RECORDS SUPPLIED.
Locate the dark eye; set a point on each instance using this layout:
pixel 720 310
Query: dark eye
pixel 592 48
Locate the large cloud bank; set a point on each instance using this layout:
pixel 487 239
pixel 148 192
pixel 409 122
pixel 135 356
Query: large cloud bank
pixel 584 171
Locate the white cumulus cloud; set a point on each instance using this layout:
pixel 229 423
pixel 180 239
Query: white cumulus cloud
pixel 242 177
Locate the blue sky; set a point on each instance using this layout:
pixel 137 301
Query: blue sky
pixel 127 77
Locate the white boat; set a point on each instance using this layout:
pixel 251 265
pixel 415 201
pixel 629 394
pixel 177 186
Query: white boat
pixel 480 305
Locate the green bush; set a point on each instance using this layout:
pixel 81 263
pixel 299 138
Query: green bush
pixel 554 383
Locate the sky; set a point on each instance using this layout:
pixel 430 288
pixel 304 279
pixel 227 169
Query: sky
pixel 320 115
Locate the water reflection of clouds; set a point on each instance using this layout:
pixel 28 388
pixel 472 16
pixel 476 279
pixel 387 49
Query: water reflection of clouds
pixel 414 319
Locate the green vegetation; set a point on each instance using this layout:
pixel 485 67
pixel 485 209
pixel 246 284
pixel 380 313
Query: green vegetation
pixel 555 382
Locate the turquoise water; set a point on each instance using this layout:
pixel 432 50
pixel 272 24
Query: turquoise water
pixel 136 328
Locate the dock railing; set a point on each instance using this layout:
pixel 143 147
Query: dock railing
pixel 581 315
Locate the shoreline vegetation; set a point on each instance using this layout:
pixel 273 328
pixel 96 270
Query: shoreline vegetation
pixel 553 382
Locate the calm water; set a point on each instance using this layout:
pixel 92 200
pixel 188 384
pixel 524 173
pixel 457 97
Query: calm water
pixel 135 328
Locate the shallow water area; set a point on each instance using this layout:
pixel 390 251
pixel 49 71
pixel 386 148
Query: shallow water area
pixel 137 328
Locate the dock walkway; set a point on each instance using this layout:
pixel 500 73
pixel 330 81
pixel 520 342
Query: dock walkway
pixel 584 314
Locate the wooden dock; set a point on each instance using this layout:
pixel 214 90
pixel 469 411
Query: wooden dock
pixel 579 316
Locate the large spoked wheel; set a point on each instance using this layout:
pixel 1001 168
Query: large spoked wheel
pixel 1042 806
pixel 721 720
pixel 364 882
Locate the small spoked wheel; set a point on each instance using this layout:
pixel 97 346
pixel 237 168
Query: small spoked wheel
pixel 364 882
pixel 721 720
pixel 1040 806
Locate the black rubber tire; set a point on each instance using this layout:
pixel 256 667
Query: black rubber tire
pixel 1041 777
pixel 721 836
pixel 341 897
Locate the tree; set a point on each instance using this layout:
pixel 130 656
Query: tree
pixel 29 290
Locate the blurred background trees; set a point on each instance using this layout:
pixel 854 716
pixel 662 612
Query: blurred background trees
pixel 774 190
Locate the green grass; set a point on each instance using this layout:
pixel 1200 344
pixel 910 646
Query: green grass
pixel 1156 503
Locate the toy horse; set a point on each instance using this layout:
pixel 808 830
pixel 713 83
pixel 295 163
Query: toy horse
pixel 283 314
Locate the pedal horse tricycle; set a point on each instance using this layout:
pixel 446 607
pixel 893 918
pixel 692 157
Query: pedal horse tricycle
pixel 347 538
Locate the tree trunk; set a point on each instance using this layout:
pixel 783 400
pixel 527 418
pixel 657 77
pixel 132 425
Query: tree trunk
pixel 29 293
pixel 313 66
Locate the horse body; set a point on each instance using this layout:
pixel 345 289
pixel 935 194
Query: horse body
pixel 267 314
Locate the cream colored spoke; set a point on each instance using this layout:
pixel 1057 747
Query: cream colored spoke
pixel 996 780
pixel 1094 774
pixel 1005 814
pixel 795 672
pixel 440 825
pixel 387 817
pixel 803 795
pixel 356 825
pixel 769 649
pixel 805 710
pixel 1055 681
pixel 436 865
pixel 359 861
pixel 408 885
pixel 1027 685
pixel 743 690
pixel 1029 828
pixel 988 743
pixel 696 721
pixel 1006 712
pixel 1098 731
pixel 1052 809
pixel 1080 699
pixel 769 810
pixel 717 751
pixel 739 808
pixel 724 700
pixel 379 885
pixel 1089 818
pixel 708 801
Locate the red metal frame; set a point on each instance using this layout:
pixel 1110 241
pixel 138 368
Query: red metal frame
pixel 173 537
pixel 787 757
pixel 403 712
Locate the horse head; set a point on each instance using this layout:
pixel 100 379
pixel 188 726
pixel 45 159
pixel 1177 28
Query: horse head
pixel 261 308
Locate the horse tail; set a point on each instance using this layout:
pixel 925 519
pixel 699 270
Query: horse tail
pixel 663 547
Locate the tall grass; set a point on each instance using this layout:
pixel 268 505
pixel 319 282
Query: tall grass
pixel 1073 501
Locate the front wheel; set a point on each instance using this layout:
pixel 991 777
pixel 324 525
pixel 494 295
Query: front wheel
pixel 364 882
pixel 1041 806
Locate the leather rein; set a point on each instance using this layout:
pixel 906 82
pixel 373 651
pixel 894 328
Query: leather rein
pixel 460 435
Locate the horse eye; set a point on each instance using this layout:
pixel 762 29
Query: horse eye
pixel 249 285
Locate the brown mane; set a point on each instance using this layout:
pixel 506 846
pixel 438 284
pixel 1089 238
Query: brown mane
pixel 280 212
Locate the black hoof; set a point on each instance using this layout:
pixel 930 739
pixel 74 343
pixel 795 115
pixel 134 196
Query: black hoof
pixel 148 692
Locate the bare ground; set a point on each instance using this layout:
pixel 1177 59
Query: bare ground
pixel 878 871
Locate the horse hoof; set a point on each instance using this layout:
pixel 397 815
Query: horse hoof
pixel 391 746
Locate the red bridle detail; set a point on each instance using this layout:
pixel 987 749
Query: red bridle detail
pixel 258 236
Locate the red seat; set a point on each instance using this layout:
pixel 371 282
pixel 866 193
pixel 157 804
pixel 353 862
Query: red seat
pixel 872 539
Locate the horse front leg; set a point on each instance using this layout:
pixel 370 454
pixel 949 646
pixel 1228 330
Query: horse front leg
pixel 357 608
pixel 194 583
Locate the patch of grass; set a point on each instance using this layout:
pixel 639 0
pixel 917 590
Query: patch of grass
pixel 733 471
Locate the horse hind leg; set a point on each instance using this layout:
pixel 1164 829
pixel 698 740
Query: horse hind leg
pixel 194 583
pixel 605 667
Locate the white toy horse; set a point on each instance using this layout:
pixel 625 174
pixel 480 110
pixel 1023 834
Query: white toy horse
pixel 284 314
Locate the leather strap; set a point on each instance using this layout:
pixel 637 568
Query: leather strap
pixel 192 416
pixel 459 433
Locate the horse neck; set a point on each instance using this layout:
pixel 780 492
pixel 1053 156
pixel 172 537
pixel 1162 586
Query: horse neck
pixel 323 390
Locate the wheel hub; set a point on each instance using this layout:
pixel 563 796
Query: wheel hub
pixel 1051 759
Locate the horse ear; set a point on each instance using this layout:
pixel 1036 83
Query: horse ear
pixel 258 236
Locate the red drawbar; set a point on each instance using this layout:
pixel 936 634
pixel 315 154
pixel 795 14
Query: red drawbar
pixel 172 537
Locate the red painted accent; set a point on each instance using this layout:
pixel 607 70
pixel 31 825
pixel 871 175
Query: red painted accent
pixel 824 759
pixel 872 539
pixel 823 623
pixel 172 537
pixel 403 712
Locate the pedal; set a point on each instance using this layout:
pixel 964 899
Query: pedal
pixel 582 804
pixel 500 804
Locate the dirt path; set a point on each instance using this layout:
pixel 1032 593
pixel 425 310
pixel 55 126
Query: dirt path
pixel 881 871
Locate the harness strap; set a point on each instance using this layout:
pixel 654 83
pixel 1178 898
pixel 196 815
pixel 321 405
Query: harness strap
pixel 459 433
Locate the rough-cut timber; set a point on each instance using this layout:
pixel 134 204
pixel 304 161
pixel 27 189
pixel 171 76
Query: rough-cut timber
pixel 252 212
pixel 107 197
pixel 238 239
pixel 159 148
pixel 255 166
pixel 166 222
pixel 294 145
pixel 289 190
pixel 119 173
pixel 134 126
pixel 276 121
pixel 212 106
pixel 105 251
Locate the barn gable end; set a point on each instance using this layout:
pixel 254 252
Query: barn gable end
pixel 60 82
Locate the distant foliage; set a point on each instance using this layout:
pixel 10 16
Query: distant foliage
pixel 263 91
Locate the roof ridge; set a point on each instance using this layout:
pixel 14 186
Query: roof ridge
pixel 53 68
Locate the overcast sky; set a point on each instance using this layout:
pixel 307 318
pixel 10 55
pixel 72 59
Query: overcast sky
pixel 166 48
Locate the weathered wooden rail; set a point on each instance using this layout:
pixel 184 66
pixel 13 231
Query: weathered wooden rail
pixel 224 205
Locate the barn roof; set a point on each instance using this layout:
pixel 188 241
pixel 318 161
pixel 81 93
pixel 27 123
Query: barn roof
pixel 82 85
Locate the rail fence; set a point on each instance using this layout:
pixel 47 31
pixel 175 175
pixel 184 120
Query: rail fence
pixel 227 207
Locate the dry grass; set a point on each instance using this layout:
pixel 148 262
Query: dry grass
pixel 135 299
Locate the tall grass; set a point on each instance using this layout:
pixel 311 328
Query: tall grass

HOW TO COMPLETE THIS TASK. Retype the entries above exactly, but only from the line containing "Locate the leather strap;" through the line containing "Locate the harness", both included.

SOLUTION TO THE PROBLEM.
Locate the leather strap; set a point on each instance using this layout:
pixel 637 568
Query: leather strap
pixel 192 416
pixel 459 433
Locate the horse neck; set a point on each instance using this layout:
pixel 780 492
pixel 1053 156
pixel 172 537
pixel 1162 586
Query: horse neck
pixel 323 390
Locate the wheel hub; set a point on each instance using this layout:
pixel 563 796
Query: wheel hub
pixel 1051 759
Locate the horse ear; set a point on each instance using this layout:
pixel 1036 83
Query: horse ear
pixel 258 236
Locate the red drawbar; set a point on each instance using this layout:
pixel 936 634
pixel 315 154
pixel 795 14
Query: red drawbar
pixel 172 537
Locate the red painted accent; set a point on each instance using this layout:
pixel 607 70
pixel 31 825
pixel 871 175
Query: red painted accent
pixel 824 759
pixel 872 539
pixel 823 623
pixel 172 537
pixel 403 712
Locate the pedal; set a point on each instance using this layout:
pixel 964 899
Query: pedal
pixel 582 804
pixel 500 804
Locate the dirt path; set a point on each instance using this layout:
pixel 1032 593
pixel 425 310
pixel 55 126
Query: dirt path
pixel 881 871
Locate the harness strap; set a point on each instance using this layout:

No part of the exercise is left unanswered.